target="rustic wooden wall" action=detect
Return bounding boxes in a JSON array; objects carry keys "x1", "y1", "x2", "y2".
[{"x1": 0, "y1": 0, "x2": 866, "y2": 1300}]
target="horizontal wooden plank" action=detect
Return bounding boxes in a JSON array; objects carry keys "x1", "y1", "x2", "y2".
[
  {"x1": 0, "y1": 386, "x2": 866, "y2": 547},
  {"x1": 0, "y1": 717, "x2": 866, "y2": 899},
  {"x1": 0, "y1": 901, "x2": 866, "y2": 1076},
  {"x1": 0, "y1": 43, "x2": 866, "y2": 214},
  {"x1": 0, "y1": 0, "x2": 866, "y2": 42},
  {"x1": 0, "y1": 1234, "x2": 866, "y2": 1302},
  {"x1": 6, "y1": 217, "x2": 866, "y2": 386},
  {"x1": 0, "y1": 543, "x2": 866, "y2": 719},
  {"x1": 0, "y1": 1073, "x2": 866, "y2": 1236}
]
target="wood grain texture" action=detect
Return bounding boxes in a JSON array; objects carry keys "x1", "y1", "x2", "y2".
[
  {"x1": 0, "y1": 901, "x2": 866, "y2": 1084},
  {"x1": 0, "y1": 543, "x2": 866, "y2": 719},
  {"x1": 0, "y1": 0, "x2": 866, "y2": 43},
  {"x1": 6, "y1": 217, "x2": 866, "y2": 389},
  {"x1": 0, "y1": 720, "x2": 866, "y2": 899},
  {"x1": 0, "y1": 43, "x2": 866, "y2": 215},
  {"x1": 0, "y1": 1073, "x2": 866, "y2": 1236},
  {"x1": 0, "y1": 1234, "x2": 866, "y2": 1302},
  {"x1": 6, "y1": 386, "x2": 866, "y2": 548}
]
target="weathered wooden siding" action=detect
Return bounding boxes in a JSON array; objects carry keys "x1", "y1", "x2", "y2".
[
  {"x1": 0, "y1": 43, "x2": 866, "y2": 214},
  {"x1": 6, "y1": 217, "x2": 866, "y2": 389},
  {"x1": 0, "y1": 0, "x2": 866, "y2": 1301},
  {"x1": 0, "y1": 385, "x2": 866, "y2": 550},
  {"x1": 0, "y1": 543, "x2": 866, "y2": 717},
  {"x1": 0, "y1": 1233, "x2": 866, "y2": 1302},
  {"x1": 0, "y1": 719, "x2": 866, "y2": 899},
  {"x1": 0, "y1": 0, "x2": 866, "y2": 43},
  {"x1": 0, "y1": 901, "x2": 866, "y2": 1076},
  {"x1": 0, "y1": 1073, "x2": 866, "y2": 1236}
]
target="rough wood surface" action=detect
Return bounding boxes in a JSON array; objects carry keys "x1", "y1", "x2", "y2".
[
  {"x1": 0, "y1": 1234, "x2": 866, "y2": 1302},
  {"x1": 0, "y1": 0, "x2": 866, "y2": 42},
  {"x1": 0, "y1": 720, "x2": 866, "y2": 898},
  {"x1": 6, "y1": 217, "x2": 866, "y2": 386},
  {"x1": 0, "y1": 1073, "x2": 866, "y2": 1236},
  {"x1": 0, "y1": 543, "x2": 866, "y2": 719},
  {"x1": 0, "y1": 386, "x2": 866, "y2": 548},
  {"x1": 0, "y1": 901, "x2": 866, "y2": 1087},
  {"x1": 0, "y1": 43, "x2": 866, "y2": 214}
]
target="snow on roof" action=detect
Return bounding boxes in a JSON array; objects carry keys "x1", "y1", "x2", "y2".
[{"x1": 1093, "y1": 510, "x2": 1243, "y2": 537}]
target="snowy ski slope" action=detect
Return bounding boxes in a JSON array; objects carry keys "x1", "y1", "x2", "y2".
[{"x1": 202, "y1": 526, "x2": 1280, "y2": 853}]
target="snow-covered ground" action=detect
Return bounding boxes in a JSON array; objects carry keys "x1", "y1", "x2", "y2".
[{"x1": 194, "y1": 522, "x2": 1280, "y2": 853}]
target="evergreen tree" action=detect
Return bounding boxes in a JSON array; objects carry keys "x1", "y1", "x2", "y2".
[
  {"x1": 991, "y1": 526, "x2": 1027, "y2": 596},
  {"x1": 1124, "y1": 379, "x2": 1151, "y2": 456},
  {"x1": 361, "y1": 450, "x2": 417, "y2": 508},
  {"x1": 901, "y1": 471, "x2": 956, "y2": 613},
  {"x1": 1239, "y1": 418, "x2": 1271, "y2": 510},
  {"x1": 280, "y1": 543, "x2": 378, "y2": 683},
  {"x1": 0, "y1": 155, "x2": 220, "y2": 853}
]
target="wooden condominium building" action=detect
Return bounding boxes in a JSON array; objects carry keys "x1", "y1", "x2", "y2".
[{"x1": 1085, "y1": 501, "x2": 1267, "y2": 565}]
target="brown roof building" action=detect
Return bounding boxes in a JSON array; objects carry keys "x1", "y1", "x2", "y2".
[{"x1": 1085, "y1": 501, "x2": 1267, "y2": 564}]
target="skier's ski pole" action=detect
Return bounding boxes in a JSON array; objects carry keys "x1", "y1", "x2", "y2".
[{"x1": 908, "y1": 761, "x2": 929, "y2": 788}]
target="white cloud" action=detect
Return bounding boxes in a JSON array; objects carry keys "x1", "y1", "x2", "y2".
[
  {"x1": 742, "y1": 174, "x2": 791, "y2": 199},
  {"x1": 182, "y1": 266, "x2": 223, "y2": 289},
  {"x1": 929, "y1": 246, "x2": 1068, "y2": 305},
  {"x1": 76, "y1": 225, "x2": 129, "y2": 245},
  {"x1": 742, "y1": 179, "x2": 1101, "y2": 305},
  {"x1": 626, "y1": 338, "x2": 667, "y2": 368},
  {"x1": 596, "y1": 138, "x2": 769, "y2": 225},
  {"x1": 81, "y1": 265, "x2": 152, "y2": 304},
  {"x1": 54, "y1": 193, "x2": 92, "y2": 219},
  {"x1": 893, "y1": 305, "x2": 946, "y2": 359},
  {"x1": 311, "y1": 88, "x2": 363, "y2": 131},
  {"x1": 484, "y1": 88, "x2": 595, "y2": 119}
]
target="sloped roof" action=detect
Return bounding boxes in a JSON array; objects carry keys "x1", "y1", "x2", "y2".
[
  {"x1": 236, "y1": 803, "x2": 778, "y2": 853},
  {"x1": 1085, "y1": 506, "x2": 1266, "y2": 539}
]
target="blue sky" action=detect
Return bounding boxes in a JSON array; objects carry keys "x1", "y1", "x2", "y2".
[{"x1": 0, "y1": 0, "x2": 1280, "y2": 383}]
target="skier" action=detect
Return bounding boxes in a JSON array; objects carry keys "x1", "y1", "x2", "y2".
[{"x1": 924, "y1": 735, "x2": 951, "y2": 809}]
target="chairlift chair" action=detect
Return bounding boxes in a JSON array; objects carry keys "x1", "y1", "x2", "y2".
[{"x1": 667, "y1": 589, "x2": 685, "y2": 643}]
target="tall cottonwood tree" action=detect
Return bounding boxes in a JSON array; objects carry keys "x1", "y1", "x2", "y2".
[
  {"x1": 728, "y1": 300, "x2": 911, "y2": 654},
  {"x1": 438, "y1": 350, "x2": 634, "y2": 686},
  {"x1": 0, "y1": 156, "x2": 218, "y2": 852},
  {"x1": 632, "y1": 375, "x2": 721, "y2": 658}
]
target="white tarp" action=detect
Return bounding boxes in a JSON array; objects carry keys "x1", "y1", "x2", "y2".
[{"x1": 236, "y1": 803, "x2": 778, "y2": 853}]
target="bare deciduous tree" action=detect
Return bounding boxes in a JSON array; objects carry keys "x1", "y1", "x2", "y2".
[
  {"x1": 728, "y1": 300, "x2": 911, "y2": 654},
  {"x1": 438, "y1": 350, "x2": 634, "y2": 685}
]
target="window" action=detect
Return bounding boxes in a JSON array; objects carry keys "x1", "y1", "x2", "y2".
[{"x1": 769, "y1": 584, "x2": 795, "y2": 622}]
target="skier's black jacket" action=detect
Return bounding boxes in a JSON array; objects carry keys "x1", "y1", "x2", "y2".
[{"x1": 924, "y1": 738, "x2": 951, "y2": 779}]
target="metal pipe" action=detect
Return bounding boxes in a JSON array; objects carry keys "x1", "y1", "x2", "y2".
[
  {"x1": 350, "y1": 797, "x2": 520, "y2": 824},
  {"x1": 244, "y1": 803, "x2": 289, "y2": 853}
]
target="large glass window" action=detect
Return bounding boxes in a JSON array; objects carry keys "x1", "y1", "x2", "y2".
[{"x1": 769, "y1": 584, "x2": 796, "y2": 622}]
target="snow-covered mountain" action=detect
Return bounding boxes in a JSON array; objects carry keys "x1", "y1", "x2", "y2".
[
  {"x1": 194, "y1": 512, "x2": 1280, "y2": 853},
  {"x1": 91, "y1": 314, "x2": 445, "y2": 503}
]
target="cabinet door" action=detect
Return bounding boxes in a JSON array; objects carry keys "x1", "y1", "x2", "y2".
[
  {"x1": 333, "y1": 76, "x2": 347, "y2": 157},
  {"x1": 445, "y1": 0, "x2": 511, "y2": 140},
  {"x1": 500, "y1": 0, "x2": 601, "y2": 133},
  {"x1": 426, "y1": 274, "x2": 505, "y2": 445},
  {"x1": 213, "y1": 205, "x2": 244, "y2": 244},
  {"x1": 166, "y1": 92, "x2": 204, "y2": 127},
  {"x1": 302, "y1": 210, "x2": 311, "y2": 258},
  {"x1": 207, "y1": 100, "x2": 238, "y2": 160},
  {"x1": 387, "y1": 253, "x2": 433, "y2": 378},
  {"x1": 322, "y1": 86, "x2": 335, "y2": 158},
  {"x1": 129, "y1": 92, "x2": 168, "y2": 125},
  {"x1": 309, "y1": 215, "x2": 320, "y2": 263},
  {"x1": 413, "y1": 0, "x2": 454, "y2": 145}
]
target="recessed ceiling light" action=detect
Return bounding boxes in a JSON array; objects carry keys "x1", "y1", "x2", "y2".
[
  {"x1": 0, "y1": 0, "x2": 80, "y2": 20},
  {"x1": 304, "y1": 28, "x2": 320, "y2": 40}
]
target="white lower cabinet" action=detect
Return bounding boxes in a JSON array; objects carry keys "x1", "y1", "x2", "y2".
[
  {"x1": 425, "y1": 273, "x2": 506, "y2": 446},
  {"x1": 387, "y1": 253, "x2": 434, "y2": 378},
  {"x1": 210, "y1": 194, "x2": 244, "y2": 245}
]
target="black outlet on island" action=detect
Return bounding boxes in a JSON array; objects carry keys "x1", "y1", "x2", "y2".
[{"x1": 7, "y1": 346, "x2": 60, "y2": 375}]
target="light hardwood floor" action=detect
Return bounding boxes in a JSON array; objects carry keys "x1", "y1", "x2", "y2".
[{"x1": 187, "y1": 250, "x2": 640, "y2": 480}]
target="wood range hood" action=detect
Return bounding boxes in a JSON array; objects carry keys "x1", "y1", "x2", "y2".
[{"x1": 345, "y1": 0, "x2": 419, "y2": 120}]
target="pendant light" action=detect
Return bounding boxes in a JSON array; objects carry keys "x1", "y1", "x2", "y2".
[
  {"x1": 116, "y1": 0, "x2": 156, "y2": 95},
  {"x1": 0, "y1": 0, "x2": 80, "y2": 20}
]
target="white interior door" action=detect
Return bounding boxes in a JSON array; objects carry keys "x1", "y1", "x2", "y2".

* **What to do**: Select and copy every line of the records that contains the word "white".

* **Correct result**:
target="white cloud" action=detect
target="white tarp" action=detect
target="white lower cabinet" action=detect
target="white interior door" action=detect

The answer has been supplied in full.